**PROBLEM TO WORK ON**. Count the lines below that contain the string "wooden", treating case as significant, and give only the number.

-------- MATERIAL FOR THIS TASK

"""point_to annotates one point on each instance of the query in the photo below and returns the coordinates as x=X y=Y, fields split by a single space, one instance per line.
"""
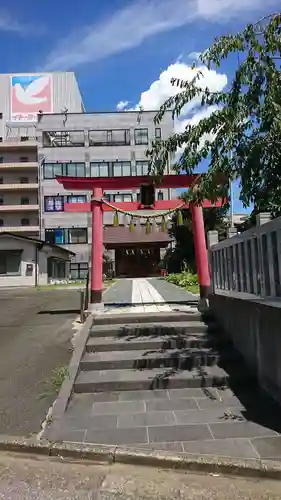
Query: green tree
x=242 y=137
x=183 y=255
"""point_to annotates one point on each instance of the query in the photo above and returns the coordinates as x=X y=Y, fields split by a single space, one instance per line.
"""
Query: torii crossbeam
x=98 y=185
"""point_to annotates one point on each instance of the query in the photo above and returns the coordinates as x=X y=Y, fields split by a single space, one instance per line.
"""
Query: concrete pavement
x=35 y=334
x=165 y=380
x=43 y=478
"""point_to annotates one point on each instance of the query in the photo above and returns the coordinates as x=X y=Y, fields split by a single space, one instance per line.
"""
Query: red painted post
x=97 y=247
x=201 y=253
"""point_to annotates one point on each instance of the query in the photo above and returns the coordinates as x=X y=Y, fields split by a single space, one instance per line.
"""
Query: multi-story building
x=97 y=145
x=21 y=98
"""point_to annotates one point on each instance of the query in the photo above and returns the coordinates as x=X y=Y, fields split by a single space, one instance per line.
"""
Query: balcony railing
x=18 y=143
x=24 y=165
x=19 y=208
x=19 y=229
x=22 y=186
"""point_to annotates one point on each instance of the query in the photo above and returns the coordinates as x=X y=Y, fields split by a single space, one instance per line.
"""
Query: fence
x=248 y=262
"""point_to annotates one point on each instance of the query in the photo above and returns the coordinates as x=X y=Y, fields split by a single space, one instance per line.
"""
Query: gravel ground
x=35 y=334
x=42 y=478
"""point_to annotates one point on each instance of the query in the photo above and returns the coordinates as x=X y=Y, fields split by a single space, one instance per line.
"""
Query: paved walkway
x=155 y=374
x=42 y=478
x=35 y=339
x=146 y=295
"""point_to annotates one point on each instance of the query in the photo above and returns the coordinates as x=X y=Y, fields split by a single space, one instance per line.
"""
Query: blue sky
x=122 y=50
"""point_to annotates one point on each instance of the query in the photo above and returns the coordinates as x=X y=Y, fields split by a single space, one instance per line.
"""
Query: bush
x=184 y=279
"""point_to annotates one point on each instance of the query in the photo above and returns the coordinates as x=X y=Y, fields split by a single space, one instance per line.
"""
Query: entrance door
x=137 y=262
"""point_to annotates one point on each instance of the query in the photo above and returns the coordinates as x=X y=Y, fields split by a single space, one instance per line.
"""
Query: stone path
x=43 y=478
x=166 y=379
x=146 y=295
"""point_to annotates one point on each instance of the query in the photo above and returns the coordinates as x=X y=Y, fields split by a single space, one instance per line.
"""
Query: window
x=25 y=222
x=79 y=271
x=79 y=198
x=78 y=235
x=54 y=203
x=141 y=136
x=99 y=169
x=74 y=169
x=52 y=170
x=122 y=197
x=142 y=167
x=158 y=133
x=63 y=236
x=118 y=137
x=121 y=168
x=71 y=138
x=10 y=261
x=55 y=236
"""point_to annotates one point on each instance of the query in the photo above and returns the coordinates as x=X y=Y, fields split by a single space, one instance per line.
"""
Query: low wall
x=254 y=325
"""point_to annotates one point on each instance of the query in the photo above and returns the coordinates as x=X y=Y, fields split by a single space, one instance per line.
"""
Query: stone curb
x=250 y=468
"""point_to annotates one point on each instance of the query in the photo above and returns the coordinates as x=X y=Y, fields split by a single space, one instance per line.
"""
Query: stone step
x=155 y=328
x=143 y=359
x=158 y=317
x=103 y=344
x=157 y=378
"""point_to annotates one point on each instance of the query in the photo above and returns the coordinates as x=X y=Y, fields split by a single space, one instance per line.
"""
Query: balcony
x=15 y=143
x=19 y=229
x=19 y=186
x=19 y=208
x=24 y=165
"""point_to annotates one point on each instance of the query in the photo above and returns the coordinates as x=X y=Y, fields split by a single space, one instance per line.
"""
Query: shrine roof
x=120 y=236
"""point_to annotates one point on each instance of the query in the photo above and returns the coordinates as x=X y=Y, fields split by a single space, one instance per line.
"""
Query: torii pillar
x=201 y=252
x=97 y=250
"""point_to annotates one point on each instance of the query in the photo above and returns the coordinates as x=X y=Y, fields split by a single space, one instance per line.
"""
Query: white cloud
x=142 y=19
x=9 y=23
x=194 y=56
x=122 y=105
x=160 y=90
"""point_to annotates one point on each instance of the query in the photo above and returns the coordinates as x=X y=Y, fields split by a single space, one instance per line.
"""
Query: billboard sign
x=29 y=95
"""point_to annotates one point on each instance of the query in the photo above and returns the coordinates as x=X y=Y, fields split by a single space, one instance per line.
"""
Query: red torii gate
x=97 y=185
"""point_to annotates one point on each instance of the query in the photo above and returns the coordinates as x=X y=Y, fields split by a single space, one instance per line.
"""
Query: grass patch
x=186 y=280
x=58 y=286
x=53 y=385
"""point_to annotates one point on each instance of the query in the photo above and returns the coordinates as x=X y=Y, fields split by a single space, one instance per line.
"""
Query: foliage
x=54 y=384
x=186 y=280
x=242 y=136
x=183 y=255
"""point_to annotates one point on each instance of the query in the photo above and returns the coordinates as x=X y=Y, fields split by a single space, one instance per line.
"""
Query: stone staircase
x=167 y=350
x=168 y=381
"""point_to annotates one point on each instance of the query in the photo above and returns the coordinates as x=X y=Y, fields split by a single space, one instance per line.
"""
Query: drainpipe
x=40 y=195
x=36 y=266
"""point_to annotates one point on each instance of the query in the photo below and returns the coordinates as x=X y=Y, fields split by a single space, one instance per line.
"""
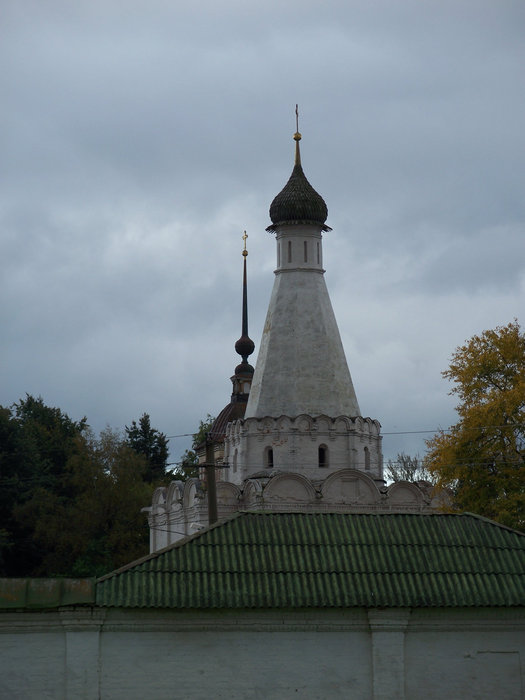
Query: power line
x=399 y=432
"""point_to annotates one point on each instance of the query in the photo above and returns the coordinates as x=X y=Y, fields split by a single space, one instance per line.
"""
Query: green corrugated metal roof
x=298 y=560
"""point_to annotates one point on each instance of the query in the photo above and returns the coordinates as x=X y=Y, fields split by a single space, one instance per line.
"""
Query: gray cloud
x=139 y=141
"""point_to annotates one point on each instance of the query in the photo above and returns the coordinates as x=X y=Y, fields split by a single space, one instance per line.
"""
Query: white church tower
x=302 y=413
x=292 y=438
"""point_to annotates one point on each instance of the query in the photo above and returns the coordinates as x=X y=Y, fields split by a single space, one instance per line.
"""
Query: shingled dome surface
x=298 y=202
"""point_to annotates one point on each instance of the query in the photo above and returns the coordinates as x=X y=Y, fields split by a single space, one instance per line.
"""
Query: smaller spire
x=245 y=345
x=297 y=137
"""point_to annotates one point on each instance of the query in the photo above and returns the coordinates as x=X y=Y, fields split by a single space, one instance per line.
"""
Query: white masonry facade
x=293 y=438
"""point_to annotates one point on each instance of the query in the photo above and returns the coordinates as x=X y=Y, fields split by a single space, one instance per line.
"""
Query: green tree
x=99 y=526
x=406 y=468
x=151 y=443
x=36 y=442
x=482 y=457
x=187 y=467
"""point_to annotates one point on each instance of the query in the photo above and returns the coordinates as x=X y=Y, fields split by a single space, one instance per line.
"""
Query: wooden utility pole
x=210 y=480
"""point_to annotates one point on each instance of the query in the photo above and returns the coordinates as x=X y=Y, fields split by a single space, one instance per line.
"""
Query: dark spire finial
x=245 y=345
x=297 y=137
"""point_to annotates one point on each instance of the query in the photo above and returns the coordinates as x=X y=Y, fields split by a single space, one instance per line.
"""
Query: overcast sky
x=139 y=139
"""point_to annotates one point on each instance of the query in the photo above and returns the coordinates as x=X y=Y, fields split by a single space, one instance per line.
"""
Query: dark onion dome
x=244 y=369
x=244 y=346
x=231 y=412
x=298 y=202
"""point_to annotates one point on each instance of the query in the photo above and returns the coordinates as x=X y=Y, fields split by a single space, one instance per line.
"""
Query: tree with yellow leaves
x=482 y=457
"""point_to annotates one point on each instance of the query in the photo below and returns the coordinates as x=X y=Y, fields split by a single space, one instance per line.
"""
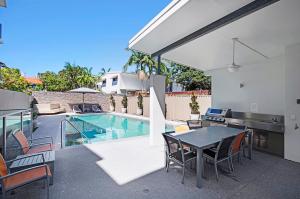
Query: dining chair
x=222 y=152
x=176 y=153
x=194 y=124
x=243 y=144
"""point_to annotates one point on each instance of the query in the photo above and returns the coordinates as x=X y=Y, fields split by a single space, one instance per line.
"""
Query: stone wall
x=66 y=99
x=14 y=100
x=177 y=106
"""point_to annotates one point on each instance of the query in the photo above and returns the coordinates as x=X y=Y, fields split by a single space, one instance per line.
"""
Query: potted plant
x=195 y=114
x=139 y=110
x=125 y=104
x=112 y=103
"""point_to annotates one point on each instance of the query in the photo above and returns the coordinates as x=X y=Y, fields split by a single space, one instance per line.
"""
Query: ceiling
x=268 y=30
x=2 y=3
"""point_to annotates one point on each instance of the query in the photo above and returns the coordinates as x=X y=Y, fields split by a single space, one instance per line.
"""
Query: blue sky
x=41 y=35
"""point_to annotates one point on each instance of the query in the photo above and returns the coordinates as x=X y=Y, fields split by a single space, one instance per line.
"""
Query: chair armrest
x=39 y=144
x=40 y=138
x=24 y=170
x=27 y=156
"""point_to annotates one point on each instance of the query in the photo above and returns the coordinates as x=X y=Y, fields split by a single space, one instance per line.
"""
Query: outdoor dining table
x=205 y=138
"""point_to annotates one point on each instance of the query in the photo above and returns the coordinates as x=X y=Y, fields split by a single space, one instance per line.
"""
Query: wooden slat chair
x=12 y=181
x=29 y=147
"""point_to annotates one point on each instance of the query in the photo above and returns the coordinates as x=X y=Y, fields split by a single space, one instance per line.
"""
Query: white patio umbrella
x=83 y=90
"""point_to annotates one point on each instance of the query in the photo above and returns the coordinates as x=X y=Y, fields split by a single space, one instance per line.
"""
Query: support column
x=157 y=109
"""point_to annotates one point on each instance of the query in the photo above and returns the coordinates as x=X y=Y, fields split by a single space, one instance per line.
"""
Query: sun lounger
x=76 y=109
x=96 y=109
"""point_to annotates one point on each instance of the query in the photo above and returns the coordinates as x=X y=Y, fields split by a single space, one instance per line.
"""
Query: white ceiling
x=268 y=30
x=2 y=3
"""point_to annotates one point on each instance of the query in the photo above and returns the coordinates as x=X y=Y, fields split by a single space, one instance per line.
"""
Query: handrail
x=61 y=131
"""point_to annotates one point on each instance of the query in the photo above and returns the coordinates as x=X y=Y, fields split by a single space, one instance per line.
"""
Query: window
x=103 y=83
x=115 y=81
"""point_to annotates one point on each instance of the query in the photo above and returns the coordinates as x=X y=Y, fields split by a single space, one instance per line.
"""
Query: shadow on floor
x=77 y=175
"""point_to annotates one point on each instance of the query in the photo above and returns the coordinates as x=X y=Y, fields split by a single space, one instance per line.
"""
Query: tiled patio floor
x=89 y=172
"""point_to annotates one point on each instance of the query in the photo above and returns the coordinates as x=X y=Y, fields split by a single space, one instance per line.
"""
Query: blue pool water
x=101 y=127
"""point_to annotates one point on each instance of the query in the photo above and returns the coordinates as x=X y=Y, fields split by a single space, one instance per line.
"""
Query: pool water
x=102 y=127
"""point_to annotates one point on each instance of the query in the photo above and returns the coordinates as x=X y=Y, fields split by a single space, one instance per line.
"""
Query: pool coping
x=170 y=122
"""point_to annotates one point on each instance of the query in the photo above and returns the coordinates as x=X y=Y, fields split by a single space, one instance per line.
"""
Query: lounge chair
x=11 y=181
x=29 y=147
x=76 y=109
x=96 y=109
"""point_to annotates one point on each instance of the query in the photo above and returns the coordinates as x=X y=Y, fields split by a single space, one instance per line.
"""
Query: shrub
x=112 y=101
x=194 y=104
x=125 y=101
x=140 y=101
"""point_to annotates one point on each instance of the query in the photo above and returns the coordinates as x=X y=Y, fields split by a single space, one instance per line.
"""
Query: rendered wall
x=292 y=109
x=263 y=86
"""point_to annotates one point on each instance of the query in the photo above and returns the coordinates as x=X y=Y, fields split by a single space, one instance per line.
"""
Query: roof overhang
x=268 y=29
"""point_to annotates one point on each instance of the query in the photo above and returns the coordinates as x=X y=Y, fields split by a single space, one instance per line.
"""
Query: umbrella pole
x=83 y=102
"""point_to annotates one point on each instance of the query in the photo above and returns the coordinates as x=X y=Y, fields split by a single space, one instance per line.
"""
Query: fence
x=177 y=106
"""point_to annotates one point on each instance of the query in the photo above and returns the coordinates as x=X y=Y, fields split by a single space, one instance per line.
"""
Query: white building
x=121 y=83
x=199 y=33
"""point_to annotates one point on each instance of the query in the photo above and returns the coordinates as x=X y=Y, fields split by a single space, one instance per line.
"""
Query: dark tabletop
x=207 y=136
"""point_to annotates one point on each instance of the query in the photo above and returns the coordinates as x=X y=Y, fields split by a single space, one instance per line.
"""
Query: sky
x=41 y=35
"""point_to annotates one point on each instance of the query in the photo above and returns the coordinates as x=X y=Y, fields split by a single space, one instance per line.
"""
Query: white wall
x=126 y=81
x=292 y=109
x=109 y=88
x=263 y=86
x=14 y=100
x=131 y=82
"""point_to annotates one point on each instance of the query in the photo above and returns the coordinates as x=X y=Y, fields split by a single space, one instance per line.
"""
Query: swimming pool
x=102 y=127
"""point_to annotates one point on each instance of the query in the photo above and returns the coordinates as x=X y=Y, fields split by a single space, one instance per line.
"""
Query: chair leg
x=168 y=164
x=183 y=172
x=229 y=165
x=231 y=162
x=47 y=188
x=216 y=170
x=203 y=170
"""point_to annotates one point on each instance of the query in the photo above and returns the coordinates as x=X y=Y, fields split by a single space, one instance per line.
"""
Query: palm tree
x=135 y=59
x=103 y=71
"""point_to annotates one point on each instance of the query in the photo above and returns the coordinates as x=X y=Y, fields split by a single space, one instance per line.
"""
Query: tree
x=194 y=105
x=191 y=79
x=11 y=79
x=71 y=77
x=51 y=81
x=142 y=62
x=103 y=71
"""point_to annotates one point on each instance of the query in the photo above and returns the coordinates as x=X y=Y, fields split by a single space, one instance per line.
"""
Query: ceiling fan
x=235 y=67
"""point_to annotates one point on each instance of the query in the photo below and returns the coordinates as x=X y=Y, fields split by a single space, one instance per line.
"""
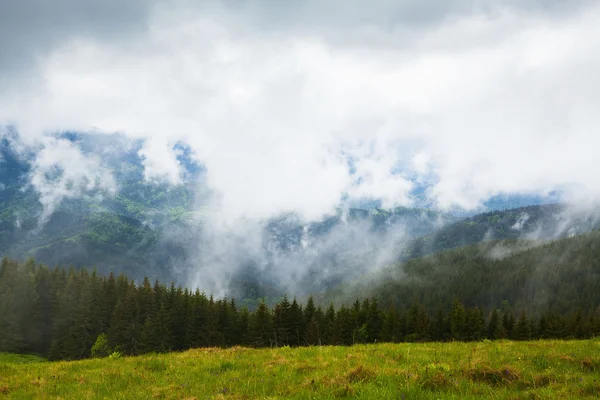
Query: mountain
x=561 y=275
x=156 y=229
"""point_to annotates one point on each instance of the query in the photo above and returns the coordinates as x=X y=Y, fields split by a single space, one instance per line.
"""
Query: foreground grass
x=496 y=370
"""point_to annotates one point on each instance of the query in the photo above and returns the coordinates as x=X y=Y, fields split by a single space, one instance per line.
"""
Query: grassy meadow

----------------

**RESULT FOR THIS EXERCISE**. 2